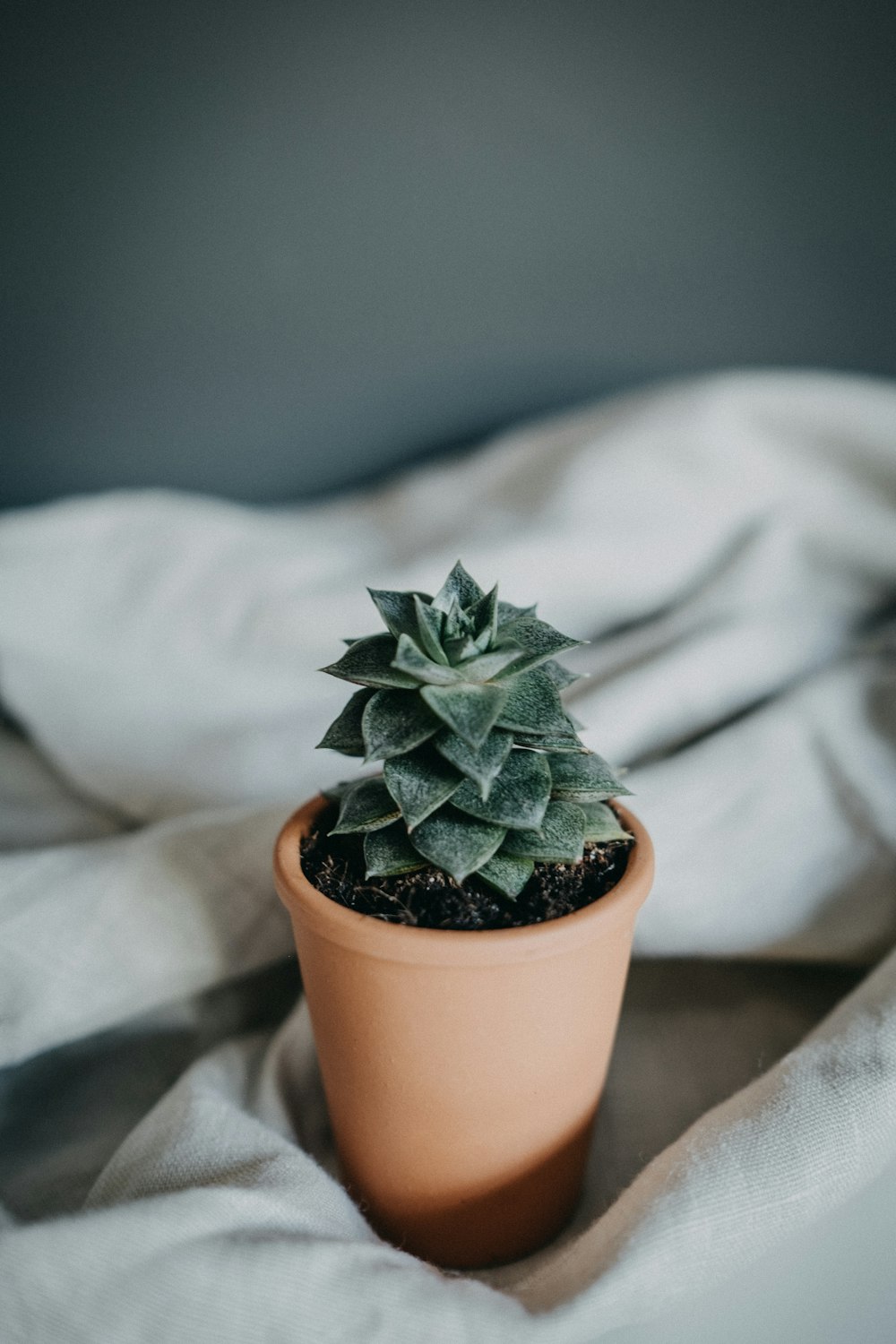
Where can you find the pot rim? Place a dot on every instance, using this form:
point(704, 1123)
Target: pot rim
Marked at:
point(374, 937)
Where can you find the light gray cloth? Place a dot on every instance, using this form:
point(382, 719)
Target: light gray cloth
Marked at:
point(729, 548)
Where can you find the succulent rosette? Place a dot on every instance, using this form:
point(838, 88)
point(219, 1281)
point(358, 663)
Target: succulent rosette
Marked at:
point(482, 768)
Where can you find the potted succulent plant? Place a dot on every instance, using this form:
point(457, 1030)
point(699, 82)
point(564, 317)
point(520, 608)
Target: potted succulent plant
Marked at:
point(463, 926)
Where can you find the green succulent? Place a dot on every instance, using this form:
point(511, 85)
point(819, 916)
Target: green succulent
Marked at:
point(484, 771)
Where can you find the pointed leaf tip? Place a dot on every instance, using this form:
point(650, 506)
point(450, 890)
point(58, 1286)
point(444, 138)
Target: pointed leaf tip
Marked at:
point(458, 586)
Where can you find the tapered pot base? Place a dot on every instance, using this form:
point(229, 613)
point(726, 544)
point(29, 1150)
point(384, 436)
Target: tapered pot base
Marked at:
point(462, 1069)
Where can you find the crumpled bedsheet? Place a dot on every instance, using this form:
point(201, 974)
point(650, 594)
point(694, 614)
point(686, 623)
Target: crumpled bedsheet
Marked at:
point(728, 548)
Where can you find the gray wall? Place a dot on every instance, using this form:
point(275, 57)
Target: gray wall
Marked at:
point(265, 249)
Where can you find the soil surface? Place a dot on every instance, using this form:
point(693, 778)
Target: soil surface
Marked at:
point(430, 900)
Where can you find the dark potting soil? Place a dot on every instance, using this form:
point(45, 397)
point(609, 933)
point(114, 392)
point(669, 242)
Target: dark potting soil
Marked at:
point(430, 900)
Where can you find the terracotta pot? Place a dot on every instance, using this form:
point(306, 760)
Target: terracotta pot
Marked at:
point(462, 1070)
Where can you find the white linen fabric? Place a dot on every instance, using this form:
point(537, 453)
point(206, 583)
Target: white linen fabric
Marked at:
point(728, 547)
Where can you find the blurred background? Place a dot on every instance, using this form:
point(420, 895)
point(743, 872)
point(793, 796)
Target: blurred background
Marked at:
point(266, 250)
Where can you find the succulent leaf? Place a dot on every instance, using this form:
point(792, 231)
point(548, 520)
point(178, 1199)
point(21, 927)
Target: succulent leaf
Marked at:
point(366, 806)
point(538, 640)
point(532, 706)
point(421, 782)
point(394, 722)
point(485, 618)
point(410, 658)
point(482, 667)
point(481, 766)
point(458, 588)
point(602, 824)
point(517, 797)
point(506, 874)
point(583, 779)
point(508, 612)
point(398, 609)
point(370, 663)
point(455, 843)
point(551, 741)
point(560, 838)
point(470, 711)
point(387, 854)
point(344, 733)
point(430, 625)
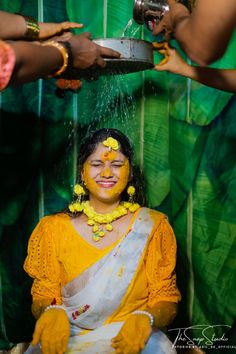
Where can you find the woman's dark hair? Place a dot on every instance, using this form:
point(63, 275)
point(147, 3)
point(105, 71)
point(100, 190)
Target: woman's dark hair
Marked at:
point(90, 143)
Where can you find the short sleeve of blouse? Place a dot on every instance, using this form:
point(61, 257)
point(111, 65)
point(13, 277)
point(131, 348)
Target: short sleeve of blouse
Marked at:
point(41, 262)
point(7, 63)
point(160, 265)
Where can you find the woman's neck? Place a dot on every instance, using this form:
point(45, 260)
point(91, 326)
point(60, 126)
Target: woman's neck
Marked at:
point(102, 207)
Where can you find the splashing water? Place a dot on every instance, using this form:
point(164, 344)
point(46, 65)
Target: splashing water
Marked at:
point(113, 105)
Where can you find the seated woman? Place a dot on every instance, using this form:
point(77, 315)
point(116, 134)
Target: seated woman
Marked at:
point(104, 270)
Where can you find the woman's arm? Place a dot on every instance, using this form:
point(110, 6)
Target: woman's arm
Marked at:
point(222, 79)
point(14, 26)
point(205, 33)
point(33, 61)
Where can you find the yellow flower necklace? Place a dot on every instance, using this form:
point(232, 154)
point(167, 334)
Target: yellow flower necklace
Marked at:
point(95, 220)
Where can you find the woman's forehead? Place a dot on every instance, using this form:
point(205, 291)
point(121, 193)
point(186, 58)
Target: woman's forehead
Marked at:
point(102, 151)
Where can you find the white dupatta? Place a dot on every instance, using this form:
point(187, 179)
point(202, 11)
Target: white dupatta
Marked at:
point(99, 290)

**Problem details**
Copy the listing above in full and exactly, but omit each picture that it holds.

**Task result**
Where can you find the pot rim? Place a dot on every instance, using this form:
point(704, 1123)
Target: pot rim
Marked at:
point(374, 937)
Where can you find the light gray cloth? Place a dot on every instance, using this form:
point(382, 719)
Target: light gray cloth
Marked at:
point(729, 548)
Where can you find the succulent rosette? Place a dot on every instance, using this form:
point(838, 88)
point(219, 1281)
point(358, 663)
Target: succulent rosette
Marked at:
point(482, 768)
Where can you find the potted succulent plant? Place a dot on every instance, using this form:
point(457, 1030)
point(699, 82)
point(564, 317)
point(520, 608)
Target: potted succulent plant
Marked at:
point(463, 926)
Where can you find the green succulent? Place a dot on every instance, using this form:
point(511, 85)
point(819, 916)
Target: green succulent
Marked at:
point(484, 771)
Where can you find the pointed leaf tip? Place a dot on every instance, using this form:
point(650, 506)
point(450, 890)
point(58, 1286)
point(444, 138)
Target: pointed leaf tip
Marked at:
point(458, 586)
Where can you find the tapered pot base? Place a dot on every instance, using this form:
point(229, 613)
point(726, 544)
point(29, 1150)
point(384, 436)
Target: tapered pot base
Marked at:
point(462, 1069)
Where can you find the crumpled bedsheet? Place a dot on every instance, using this form:
point(201, 974)
point(650, 594)
point(694, 614)
point(686, 623)
Target: crumpled bedsheet
Marked at:
point(728, 548)
Where can you find the gray wall? Place a dot on every instance, using this form:
point(275, 57)
Target: gray wall
Marked at:
point(265, 249)
Where can you find the soil surface? Place a dot on every instance, using this form:
point(693, 778)
Target: soil surface
Marked at:
point(430, 900)
Where can you find the dark potting soil? Place a dot on every instance, using this form:
point(45, 397)
point(609, 933)
point(114, 392)
point(669, 242)
Target: dark potting soil
Marked at:
point(430, 900)
Where can you find the terracotta pot? Place a dot on every instance, using this form:
point(306, 760)
Target: terracotta pot
Marked at:
point(462, 1070)
Where can you find the white linen fabric? Place a dot on every instance, using this form:
point(537, 453)
point(206, 583)
Target: white linen fabric
Marked at:
point(728, 547)
Where can you find the blurred background? Place a dot on every instance, using this form:
point(420, 895)
point(743, 872)
point(793, 796)
Target: blurred background
Marked at:
point(266, 250)
Where can you find the succulent leaf? Place a dot on every instance, using this form:
point(792, 231)
point(548, 520)
point(178, 1199)
point(21, 927)
Target: succulent leaf
Marked at:
point(366, 806)
point(538, 640)
point(532, 706)
point(421, 782)
point(394, 722)
point(485, 618)
point(410, 658)
point(482, 667)
point(481, 766)
point(458, 588)
point(602, 824)
point(517, 797)
point(506, 874)
point(583, 779)
point(508, 612)
point(398, 609)
point(370, 663)
point(455, 843)
point(551, 741)
point(560, 838)
point(470, 711)
point(387, 854)
point(344, 733)
point(430, 625)
Where can you find the woman's dark hair? Place a dot on every instance, using this form:
point(63, 275)
point(147, 3)
point(105, 71)
point(100, 190)
Target: woman's dark hair
Marked at:
point(90, 143)
Where can you find the short sleeve of blouse? Place a dot on every instance, using this form:
point(61, 257)
point(111, 65)
point(13, 277)
point(131, 348)
Target: short sleeve of blouse
Marked at:
point(41, 262)
point(7, 63)
point(160, 265)
Where can you find the woman's neck? Place a dot on every instance, using this form:
point(45, 260)
point(91, 326)
point(60, 126)
Target: woman's neck
Marked at:
point(102, 207)
Where can you find the splashing water? Place a dot on every instance, using this form:
point(164, 344)
point(46, 65)
Target: splashing water
Marked at:
point(113, 105)
Where can you find the seated woman? Place a dot on every instance, using this form:
point(77, 315)
point(116, 134)
Target: seated woman
Marked at:
point(104, 270)
Where can you find the woman's arm? Place a dot on every instance, using this form:
point(110, 6)
Target: woman's arm
Marked at:
point(222, 79)
point(14, 26)
point(205, 33)
point(33, 61)
Where can you find the yellow flower necklace? Place a dot on every instance, using this form:
point(232, 154)
point(167, 334)
Target: yellow flower necklace
Marked at:
point(95, 220)
Where can you find the woman's forehead? Place a dot on every instance, using this form:
point(205, 291)
point(121, 193)
point(186, 58)
Target: woman's forehead
Marked at:
point(102, 151)
Where can you find the white dupatta? Place a dot on every instance, using this form:
point(187, 179)
point(202, 11)
Target: white dupatta
Marked at:
point(99, 290)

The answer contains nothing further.